■ Data to process ■
— START —
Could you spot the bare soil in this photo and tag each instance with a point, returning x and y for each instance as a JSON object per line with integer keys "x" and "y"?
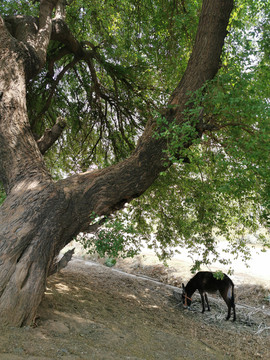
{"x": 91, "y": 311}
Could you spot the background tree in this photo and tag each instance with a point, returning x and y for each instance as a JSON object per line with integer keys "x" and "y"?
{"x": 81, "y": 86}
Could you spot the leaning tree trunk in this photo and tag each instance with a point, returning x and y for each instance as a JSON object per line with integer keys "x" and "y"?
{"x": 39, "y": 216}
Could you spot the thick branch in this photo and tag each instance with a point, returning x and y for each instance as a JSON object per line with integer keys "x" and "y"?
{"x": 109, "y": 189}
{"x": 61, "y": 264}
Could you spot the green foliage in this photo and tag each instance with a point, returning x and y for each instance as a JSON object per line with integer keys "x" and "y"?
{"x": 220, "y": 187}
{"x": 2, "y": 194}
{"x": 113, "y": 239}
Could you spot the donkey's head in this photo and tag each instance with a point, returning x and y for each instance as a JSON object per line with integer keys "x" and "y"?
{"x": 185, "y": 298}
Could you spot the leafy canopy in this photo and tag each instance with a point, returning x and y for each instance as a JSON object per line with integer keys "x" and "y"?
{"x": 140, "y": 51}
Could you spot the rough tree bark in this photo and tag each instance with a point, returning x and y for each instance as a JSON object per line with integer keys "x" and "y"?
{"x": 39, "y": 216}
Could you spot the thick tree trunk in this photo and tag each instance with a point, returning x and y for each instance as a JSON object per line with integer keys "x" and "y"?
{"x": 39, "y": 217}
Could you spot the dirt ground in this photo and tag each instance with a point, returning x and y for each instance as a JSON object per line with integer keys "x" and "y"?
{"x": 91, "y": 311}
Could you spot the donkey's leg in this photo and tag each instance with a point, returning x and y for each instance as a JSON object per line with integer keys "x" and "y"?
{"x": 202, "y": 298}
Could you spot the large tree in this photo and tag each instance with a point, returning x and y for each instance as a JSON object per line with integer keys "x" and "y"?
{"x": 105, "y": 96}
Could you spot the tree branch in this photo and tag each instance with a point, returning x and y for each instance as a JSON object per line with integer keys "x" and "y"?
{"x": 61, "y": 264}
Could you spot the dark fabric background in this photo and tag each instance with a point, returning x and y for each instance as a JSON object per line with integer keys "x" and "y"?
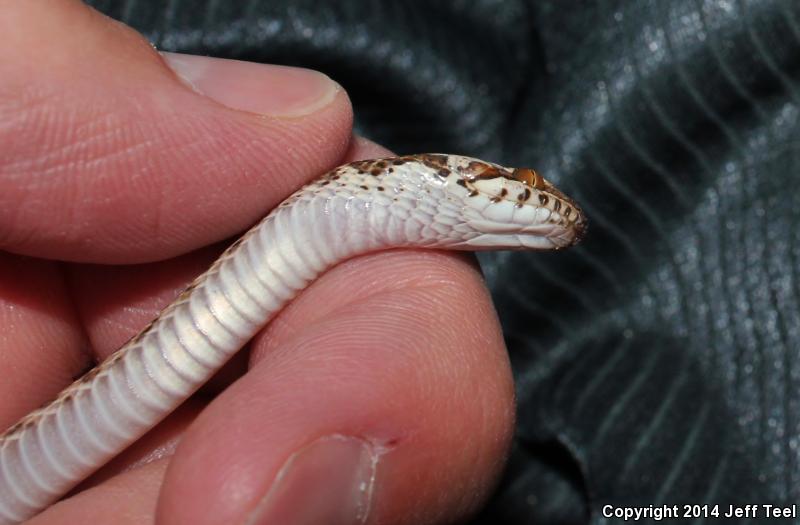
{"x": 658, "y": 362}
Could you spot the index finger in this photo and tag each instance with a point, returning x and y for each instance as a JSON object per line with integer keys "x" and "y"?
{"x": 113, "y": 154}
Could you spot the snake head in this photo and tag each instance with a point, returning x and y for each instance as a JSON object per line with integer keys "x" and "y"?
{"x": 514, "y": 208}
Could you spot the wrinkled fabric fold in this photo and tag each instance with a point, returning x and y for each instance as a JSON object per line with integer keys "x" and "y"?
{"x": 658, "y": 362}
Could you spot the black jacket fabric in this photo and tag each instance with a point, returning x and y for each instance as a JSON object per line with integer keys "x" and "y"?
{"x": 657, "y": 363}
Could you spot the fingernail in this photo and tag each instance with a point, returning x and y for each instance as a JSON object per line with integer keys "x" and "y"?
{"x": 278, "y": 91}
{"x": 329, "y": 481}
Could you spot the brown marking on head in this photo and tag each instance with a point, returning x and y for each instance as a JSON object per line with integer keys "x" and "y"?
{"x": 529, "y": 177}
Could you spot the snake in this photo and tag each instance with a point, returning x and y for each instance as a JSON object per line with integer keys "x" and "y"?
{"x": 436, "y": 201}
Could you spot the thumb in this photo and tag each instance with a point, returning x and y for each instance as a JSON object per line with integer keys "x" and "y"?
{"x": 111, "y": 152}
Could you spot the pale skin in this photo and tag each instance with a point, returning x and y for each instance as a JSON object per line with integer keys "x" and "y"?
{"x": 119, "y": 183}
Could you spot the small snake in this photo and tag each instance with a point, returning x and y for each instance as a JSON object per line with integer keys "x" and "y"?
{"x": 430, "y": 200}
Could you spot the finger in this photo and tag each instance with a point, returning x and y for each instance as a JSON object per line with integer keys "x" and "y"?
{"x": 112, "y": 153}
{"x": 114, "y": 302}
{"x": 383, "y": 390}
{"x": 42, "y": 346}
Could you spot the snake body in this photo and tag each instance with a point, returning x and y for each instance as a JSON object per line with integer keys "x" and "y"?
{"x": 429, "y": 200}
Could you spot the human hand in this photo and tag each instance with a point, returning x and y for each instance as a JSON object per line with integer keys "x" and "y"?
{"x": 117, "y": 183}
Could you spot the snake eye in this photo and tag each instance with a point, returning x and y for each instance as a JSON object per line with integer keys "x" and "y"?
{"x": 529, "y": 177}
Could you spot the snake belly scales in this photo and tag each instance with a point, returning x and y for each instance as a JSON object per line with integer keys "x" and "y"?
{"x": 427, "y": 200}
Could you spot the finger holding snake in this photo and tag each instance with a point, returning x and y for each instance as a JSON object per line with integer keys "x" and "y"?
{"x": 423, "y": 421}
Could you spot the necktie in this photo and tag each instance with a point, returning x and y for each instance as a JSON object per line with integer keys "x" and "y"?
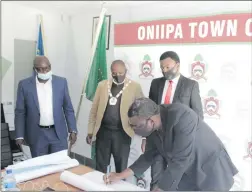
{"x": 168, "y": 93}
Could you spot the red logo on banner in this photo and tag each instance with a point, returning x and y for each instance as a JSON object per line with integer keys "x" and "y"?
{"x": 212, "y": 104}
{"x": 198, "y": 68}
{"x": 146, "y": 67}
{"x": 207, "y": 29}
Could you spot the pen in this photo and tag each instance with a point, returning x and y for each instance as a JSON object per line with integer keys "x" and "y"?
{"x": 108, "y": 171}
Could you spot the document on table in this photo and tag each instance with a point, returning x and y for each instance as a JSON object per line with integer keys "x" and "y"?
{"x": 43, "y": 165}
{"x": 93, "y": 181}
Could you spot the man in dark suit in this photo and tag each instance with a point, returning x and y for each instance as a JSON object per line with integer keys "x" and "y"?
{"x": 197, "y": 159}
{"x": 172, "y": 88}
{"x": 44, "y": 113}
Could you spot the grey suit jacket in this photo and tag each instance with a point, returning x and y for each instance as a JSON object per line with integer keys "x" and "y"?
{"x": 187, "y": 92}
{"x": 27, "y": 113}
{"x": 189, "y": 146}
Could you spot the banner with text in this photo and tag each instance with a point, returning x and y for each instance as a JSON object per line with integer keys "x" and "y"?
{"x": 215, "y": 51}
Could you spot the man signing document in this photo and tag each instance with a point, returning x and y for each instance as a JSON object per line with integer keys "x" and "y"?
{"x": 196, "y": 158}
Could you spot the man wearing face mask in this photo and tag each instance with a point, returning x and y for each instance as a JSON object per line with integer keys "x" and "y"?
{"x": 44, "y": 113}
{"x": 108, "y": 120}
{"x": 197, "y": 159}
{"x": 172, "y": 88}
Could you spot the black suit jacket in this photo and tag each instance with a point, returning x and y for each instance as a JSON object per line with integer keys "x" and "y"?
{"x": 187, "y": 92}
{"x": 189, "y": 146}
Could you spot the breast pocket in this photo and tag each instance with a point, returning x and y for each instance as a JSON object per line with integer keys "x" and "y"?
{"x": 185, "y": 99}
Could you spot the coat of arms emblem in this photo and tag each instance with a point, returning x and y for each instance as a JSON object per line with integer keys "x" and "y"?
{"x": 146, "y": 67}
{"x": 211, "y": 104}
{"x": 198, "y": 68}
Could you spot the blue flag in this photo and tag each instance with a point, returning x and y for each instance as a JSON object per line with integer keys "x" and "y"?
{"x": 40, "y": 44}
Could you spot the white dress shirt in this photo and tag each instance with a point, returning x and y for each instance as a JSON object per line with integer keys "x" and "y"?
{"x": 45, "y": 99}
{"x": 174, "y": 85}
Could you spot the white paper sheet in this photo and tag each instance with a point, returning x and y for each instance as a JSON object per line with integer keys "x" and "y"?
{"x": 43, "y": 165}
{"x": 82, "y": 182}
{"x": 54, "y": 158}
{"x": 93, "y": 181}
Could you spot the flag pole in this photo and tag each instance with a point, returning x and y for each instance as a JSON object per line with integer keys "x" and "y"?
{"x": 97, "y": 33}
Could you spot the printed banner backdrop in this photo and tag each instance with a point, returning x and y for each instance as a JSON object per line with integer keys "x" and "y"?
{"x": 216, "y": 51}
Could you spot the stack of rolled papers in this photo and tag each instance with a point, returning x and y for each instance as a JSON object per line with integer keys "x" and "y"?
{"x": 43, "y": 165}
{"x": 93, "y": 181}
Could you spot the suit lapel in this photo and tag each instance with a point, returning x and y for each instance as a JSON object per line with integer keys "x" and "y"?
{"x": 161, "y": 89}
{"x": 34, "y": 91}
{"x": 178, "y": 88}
— END —
— START —
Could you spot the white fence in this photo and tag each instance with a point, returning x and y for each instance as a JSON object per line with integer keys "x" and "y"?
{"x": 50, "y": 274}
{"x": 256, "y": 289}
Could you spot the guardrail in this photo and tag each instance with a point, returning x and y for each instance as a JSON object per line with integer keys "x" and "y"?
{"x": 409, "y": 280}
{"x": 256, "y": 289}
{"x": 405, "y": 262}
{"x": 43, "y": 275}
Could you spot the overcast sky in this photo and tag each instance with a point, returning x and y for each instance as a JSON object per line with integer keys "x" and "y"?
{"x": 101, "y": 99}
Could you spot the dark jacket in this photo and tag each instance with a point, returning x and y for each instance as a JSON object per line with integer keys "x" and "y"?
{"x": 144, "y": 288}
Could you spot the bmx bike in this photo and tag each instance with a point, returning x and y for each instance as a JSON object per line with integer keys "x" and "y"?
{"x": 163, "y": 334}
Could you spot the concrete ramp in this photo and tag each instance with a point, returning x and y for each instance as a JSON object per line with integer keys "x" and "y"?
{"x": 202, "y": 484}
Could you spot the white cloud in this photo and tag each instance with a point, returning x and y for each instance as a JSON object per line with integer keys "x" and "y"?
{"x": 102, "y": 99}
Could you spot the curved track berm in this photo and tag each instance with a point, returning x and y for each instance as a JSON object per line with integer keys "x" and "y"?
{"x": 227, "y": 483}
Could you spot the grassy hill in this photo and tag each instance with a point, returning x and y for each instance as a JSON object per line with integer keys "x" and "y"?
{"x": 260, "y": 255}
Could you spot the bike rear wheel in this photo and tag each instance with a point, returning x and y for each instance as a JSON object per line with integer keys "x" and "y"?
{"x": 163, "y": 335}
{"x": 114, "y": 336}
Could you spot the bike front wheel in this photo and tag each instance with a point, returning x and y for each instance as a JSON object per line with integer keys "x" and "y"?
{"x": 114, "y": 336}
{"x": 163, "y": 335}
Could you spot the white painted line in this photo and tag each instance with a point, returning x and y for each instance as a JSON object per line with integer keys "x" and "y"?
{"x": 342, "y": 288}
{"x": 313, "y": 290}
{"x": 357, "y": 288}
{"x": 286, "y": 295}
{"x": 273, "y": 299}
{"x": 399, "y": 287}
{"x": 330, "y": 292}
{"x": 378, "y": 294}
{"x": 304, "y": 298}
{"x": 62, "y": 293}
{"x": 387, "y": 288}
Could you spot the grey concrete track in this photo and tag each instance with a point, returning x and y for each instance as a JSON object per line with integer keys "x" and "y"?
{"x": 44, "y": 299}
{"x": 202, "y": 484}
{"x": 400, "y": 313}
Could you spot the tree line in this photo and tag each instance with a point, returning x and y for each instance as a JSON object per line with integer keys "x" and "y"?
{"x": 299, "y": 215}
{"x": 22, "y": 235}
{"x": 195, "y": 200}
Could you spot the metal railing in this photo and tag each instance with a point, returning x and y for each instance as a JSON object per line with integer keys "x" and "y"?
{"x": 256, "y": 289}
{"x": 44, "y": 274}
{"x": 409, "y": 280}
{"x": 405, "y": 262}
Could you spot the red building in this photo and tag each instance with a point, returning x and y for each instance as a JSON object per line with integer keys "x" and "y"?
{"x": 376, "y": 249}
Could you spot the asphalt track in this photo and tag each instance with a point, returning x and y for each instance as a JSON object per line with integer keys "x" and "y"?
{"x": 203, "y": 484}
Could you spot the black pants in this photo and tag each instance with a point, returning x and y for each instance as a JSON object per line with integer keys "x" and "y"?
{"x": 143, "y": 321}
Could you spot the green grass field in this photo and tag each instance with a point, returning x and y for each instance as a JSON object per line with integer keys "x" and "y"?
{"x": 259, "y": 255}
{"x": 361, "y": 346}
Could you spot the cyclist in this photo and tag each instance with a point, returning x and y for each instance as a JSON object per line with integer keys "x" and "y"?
— END —
■ Task prompt ■
Show every line of the records that contains the word "branch", matching case exactly.

■ Exercise response ■
Could you spot the thick branch in this photo and tag each instance with a point, returning x and y for each instance as a JSON object per line with integer keys "x" and "y"?
Could you spot the tree branch in this photo and tag each instance with a point, returning x and y for each instance as a JSON object per line with integer keys "x" and "y"?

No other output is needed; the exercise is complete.